_What to do_. Everything from the line containing "of the dirt" through the last line of the records below should be printed exactly, please, and nothing else.

_Supplied information_.
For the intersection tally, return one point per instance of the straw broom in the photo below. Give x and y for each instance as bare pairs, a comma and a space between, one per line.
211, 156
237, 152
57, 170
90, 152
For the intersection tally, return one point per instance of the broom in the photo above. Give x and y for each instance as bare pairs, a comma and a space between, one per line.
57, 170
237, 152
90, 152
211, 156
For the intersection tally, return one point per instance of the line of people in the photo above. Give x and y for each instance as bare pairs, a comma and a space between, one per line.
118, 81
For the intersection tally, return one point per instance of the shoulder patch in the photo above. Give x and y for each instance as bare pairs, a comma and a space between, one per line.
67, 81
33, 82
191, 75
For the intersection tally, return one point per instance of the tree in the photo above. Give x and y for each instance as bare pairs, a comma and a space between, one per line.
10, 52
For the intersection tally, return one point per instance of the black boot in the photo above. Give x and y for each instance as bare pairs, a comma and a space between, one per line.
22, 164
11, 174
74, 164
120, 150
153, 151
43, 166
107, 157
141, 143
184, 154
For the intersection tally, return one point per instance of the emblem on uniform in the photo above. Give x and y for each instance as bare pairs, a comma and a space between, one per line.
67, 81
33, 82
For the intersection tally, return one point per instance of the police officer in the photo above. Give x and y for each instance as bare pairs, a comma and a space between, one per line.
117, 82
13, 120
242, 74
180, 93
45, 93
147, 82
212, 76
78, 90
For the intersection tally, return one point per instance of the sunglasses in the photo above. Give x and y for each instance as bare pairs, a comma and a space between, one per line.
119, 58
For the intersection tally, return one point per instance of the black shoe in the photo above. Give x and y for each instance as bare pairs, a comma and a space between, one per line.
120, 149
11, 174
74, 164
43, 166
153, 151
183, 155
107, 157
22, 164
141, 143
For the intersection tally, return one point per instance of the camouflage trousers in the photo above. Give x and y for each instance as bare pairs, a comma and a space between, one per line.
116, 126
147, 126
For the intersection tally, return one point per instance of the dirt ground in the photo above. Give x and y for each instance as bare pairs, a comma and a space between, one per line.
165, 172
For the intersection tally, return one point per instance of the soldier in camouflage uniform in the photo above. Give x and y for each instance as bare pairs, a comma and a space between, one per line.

_Task solution_.
For the intersection tally, return one point per instance of the dirt ground in the photo above. Give x and y for each instance as bare pairs, a comma and a space between, one per line.
165, 172
For the intersection tally, return one point per instance of the soldier in camouflage uniform in the photo above. Give x and y for each instance as bare pairs, a comma and a space between, one per line.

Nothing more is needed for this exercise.